HOW TO COMPLETE THIS TASK: Each line of the data below that carries the word "facade" needs to be copied.

(Stored items)
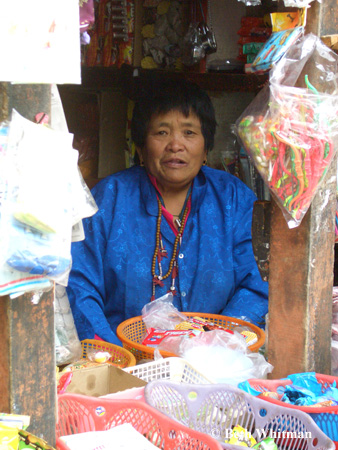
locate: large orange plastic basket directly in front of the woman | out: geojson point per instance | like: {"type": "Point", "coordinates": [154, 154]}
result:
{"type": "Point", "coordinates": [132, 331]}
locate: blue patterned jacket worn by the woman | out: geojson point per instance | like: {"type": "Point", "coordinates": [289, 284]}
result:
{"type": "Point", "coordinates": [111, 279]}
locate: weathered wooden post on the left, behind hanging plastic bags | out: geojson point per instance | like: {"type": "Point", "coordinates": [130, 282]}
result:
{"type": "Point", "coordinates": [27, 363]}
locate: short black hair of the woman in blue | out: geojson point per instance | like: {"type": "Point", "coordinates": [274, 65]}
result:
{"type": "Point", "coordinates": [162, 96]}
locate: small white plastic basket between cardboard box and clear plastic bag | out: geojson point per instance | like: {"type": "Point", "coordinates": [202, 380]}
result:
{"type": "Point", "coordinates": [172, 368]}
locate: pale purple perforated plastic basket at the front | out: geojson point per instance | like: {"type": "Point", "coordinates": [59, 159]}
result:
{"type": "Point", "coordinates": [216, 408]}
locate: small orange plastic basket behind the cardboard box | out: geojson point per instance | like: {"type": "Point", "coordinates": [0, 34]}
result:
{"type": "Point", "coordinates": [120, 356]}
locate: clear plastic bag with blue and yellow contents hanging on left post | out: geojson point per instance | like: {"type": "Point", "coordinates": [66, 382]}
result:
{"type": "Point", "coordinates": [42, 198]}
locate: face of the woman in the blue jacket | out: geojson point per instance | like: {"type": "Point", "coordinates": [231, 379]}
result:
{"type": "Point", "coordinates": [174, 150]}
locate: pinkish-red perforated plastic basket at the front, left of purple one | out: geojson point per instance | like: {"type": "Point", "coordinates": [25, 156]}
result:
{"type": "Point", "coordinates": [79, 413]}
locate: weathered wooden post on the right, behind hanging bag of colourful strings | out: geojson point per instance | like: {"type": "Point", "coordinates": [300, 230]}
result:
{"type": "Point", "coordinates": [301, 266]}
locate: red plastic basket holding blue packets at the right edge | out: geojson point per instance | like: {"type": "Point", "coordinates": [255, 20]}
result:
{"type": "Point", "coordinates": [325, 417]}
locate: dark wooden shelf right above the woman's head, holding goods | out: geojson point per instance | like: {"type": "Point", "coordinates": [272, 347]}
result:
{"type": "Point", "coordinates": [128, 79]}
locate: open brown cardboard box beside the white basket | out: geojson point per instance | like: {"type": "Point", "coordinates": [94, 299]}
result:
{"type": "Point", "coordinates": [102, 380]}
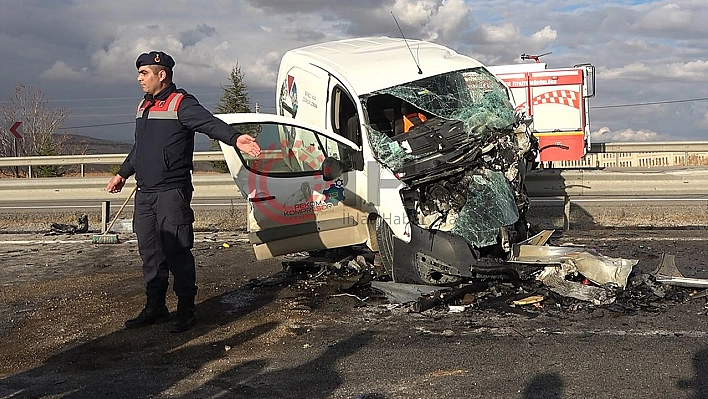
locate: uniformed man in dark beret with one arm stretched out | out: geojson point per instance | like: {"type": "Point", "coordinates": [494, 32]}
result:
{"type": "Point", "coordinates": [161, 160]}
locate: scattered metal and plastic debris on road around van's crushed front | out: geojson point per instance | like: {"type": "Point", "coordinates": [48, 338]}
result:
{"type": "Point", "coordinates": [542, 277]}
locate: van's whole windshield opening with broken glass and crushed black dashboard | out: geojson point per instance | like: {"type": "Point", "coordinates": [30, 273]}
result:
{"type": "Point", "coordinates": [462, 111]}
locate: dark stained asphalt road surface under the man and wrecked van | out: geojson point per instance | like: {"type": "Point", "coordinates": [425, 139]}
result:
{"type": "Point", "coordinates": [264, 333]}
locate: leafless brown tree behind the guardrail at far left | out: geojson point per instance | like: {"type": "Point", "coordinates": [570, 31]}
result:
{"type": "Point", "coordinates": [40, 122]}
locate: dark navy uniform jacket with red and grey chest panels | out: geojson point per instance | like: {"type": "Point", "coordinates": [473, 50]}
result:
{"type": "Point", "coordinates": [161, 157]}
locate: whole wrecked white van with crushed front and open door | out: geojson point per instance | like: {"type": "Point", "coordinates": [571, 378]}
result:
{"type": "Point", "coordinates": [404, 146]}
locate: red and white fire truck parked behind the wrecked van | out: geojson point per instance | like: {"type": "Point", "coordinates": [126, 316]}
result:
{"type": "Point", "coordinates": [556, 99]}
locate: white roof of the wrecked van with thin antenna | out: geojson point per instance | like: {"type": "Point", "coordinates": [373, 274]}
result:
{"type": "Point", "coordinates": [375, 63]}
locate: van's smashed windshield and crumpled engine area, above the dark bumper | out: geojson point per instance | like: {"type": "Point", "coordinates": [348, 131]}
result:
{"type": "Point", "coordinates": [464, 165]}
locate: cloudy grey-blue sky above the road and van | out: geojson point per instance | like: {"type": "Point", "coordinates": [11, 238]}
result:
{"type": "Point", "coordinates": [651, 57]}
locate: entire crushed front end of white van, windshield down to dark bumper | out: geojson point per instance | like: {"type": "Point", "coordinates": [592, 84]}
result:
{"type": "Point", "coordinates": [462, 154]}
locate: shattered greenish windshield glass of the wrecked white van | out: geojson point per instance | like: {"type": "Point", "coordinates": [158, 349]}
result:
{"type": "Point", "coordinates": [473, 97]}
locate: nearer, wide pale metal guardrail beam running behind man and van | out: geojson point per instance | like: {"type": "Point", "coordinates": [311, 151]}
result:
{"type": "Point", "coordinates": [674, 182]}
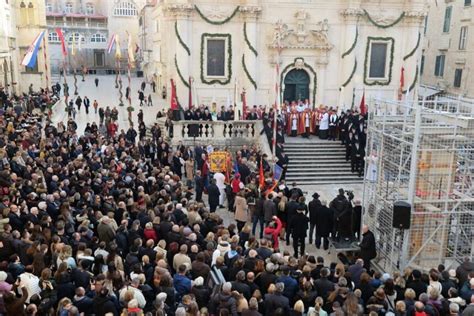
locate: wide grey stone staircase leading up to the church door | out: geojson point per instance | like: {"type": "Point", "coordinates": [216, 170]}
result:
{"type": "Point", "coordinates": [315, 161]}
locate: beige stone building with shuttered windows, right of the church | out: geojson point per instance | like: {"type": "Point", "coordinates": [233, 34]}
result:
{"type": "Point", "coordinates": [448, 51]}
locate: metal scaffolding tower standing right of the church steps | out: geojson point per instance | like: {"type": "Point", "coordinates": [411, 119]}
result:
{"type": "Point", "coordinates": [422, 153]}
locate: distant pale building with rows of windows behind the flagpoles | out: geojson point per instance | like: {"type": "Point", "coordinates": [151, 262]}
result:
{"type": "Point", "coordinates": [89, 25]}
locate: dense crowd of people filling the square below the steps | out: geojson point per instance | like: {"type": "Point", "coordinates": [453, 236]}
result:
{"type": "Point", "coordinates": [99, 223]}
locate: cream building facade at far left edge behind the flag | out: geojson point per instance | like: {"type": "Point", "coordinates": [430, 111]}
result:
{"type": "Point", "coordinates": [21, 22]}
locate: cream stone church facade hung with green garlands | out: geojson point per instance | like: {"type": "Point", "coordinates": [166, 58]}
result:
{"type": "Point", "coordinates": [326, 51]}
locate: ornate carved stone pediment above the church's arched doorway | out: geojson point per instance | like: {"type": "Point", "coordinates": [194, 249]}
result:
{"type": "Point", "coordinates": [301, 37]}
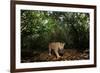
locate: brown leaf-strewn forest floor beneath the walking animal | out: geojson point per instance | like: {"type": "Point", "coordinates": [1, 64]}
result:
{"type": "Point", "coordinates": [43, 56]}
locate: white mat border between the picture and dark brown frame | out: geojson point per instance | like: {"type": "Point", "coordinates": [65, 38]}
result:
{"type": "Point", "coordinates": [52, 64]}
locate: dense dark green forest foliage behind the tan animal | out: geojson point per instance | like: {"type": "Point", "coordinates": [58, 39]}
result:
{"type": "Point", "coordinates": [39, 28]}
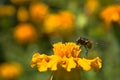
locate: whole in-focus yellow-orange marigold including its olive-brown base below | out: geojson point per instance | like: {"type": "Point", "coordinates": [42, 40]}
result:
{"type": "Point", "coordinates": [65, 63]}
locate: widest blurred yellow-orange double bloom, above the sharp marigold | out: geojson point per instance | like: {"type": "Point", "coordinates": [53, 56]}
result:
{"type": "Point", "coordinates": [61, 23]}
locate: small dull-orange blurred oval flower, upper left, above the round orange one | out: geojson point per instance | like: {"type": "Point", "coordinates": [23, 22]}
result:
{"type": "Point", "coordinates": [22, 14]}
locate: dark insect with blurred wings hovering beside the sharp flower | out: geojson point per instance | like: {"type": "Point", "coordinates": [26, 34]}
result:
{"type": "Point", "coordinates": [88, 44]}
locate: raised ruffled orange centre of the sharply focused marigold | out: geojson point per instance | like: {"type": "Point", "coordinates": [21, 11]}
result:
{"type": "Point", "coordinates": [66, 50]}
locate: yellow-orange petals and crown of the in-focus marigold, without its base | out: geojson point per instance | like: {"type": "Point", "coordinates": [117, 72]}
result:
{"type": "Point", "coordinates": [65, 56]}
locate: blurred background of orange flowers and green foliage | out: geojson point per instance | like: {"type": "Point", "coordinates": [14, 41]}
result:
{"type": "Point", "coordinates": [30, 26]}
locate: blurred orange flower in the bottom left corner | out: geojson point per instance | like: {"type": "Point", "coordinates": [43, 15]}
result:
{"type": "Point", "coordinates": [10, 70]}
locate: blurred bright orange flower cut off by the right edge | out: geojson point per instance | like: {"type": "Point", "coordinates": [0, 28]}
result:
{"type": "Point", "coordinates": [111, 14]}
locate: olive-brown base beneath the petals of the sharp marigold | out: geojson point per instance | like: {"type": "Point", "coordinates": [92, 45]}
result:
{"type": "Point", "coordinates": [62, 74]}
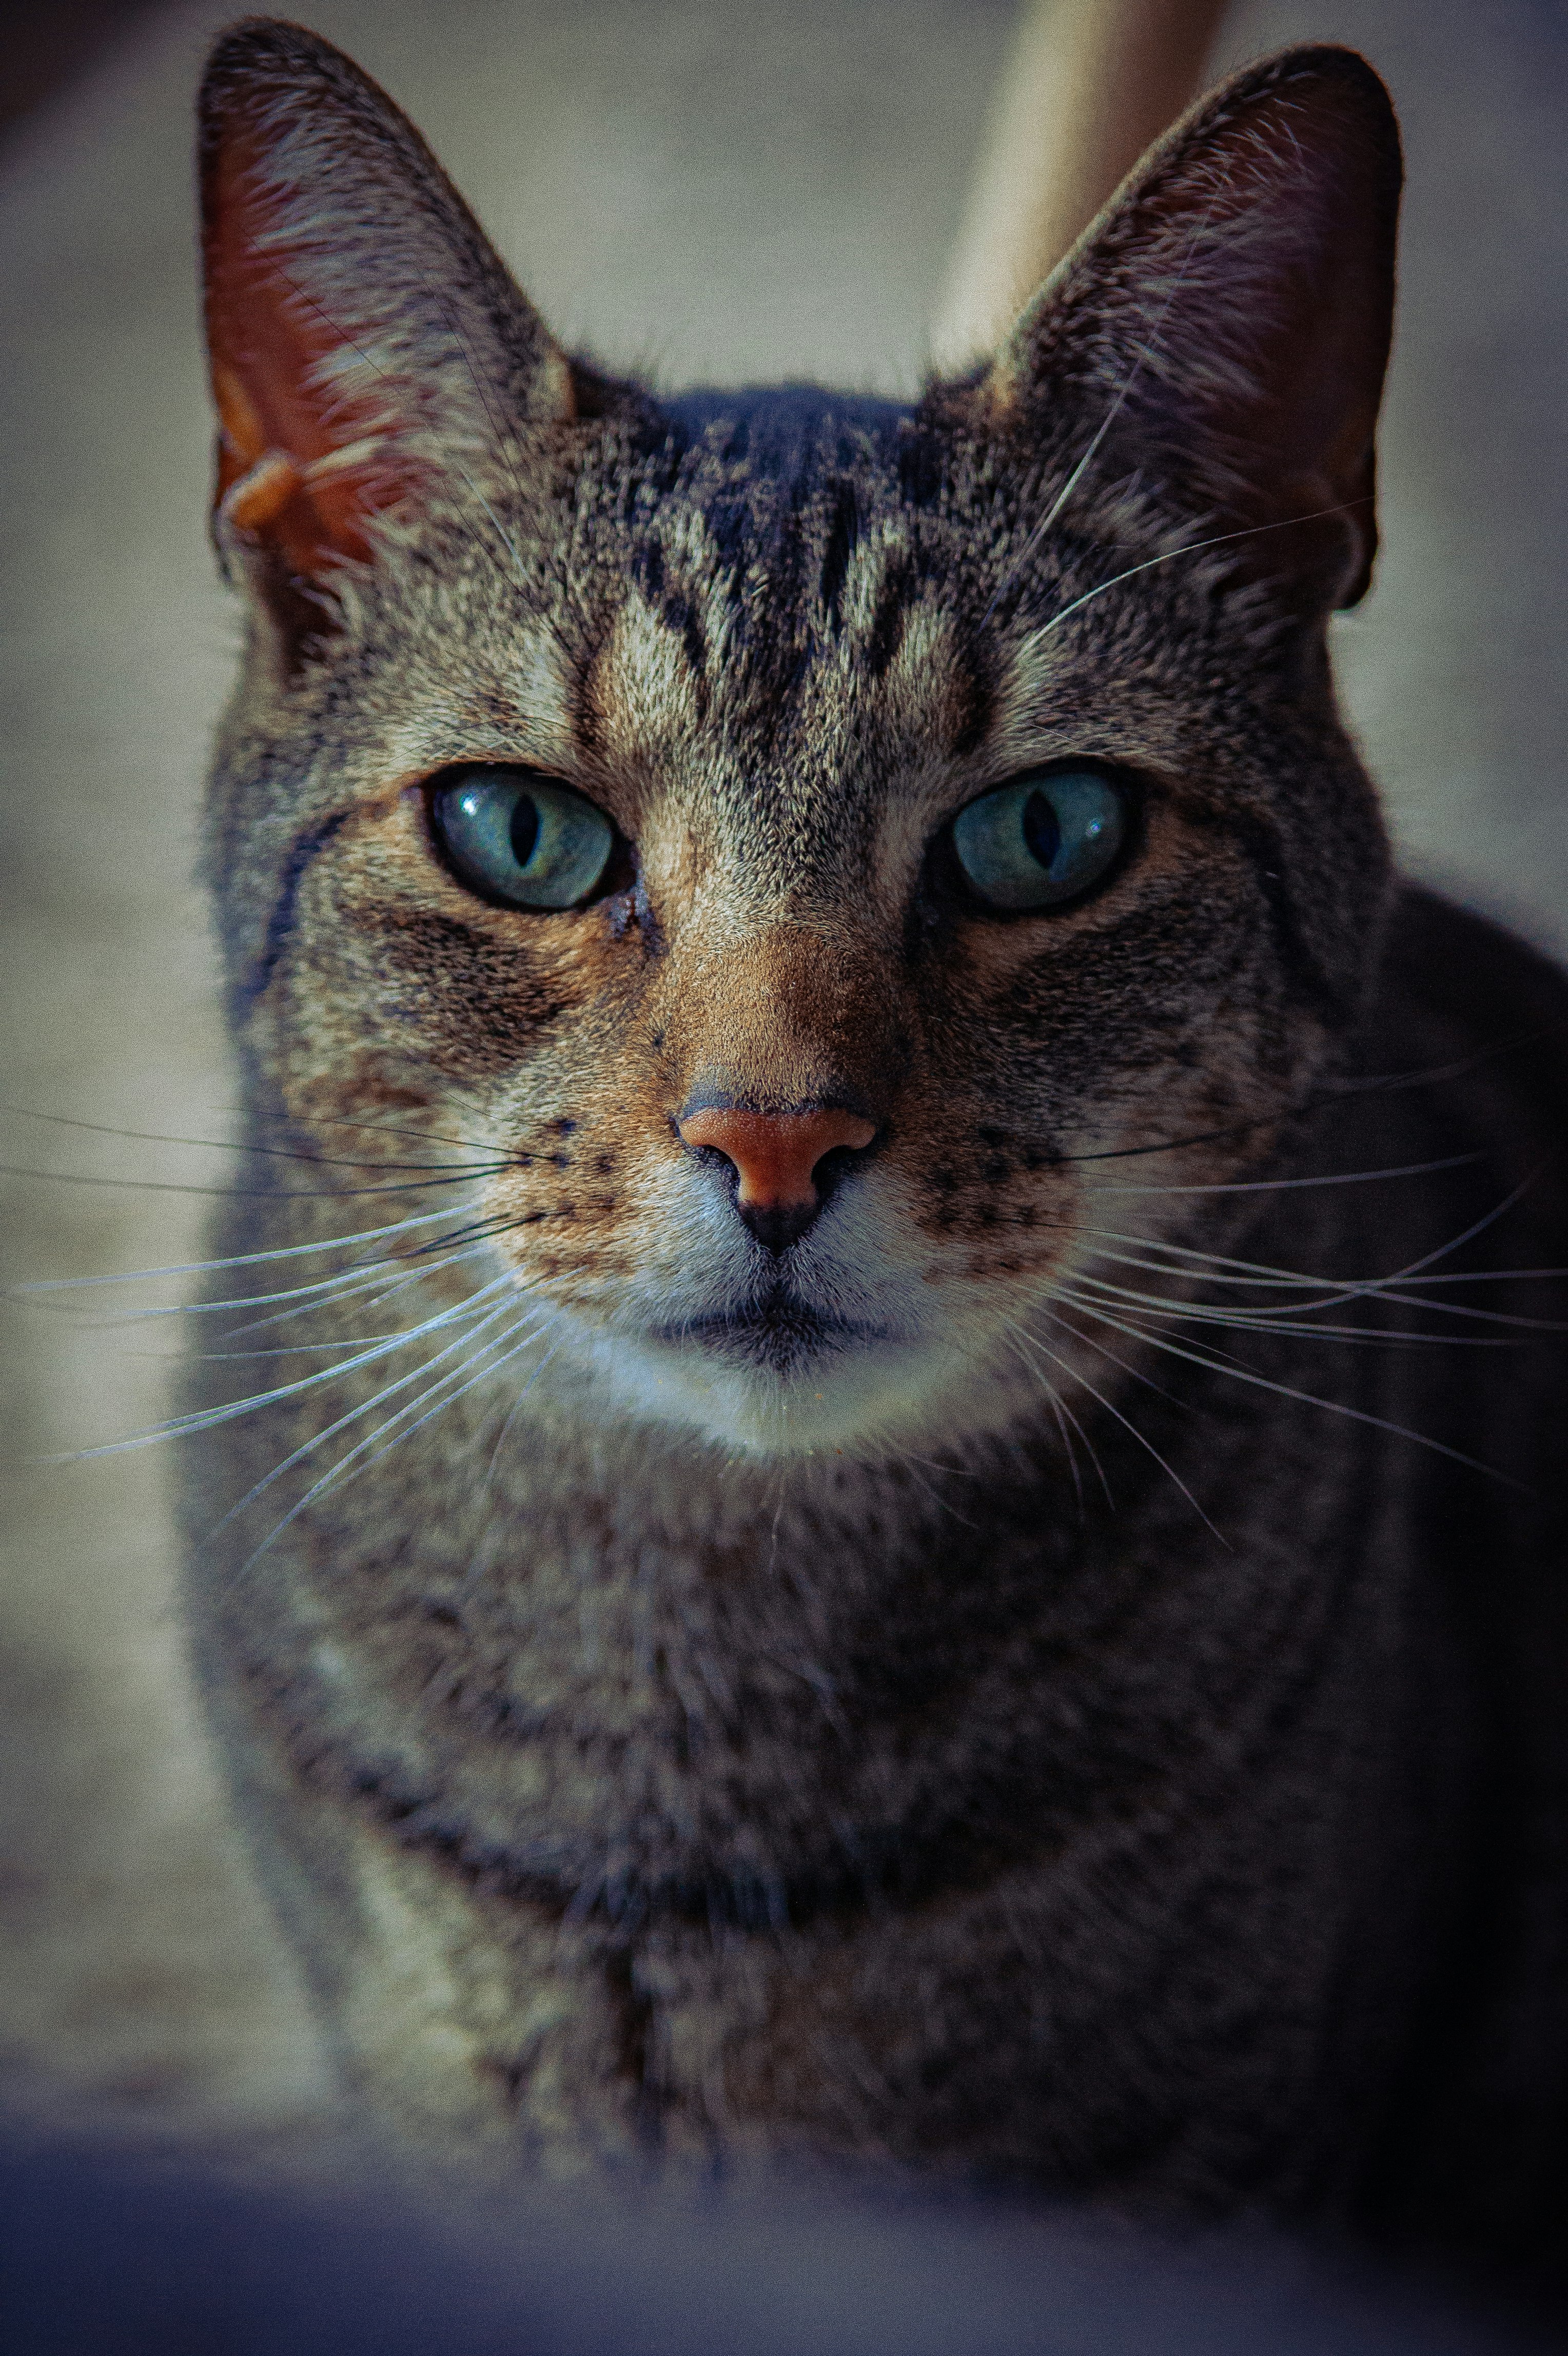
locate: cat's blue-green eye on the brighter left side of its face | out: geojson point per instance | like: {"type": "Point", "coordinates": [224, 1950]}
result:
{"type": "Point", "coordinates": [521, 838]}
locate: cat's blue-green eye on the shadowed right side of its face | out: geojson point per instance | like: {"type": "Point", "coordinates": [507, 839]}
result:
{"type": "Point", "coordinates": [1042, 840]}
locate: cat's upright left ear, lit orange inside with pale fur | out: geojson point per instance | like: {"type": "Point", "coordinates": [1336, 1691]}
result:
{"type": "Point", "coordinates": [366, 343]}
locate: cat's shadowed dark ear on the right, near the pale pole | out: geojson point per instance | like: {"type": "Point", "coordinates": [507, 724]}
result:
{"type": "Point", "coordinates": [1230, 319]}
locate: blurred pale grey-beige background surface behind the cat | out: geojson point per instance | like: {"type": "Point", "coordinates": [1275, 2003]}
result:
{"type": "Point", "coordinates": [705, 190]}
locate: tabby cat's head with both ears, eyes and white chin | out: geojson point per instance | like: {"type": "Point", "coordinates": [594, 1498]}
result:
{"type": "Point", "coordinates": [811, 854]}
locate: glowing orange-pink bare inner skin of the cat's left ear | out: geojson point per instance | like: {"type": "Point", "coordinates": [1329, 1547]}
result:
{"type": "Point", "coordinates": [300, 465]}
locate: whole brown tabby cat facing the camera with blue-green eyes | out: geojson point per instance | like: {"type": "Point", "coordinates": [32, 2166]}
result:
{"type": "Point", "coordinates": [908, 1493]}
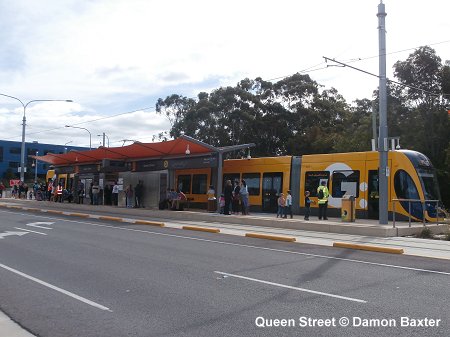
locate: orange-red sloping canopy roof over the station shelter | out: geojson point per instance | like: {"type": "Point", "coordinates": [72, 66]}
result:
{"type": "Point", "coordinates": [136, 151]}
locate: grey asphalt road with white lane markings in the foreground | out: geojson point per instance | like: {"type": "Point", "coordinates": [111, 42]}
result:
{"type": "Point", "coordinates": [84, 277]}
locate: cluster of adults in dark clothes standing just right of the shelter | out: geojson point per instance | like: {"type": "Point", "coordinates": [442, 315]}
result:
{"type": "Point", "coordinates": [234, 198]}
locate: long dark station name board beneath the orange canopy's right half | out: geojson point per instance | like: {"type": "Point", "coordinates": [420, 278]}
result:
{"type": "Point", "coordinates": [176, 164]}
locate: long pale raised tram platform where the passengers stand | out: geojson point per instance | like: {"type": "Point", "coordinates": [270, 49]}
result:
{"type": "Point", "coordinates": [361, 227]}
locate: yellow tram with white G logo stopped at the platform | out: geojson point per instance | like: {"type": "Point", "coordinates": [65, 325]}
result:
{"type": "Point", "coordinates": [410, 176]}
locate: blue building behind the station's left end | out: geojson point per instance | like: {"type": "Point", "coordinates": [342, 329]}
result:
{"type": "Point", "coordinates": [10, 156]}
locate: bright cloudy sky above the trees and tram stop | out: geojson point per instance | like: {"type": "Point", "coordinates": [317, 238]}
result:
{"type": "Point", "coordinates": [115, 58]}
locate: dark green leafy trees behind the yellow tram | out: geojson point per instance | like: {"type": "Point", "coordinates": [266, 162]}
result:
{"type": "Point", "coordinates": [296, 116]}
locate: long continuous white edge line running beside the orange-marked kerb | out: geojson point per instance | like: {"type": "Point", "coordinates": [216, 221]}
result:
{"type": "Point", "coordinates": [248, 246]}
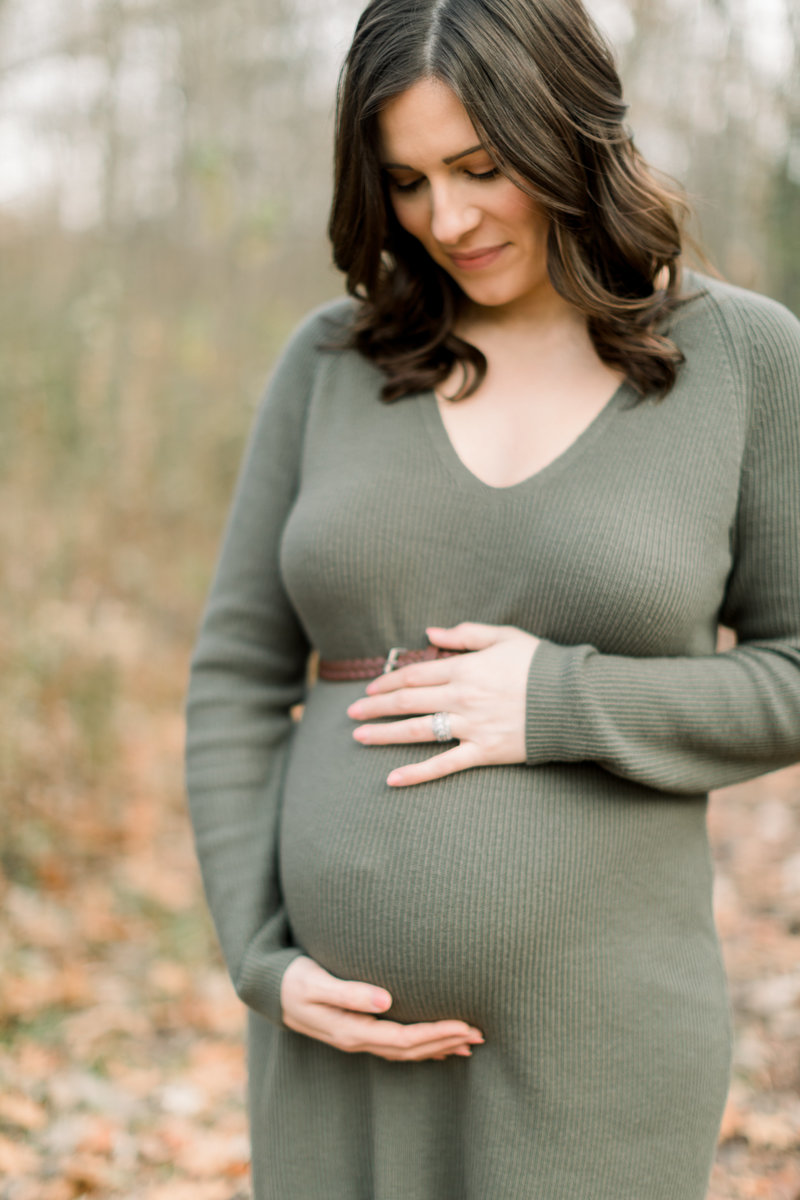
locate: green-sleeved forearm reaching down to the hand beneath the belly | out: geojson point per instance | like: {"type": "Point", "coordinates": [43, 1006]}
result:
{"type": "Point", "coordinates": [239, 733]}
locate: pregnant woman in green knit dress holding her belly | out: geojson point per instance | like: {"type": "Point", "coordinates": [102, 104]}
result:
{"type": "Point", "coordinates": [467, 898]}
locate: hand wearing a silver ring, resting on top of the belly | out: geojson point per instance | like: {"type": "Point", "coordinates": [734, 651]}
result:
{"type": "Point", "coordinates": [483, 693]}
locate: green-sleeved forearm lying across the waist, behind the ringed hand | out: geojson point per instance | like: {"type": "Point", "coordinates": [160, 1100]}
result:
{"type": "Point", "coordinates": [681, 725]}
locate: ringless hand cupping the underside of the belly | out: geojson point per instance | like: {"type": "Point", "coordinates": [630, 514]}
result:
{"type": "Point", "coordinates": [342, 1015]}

REPLY:
locate: cream building facade at far left edge behind the flag | out: geojson point per instance | like: {"type": "Point", "coordinates": [430, 111]}
locate: cream stone church facade hung with green garlands | out: geojson point per instance | like: {"type": "Point", "coordinates": [166, 58]}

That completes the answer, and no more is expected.